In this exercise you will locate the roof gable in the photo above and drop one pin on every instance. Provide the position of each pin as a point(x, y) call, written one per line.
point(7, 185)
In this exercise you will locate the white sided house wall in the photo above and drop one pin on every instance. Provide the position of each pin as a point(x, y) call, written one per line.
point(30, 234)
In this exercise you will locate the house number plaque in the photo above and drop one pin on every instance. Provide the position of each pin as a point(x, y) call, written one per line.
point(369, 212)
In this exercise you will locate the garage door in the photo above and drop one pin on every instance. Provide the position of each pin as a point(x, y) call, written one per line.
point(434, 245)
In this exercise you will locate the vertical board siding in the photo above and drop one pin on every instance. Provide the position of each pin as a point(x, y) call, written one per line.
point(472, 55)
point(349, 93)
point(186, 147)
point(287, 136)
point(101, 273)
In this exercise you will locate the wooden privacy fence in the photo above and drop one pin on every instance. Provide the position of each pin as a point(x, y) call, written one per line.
==
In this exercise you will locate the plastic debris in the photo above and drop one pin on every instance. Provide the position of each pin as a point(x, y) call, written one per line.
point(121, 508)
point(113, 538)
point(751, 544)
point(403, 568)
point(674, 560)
--
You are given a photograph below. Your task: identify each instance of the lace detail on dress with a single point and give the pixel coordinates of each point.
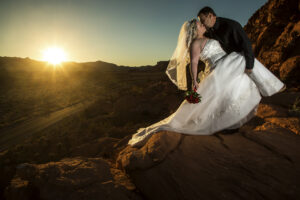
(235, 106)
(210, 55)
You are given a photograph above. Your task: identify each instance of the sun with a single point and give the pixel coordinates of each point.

*CHALLENGE:* From the material above, output verbatim the lines from the one containing "In this exercise you will locate the house" through the one containing "point(434, 245)", including both of those lines.

*PROBLEM SOLUTION:*
In this exercise you will locate the house number plaque in the photo above and drop one pin on every instance. Provide the position of each pin as a point(x, y) call, written one per line.
point(369, 212)
In this exercise you will locate the garage door in the photo above and drop one pin on every instance. Provide the position of each pin as a point(x, y) call, written one per line.
point(434, 245)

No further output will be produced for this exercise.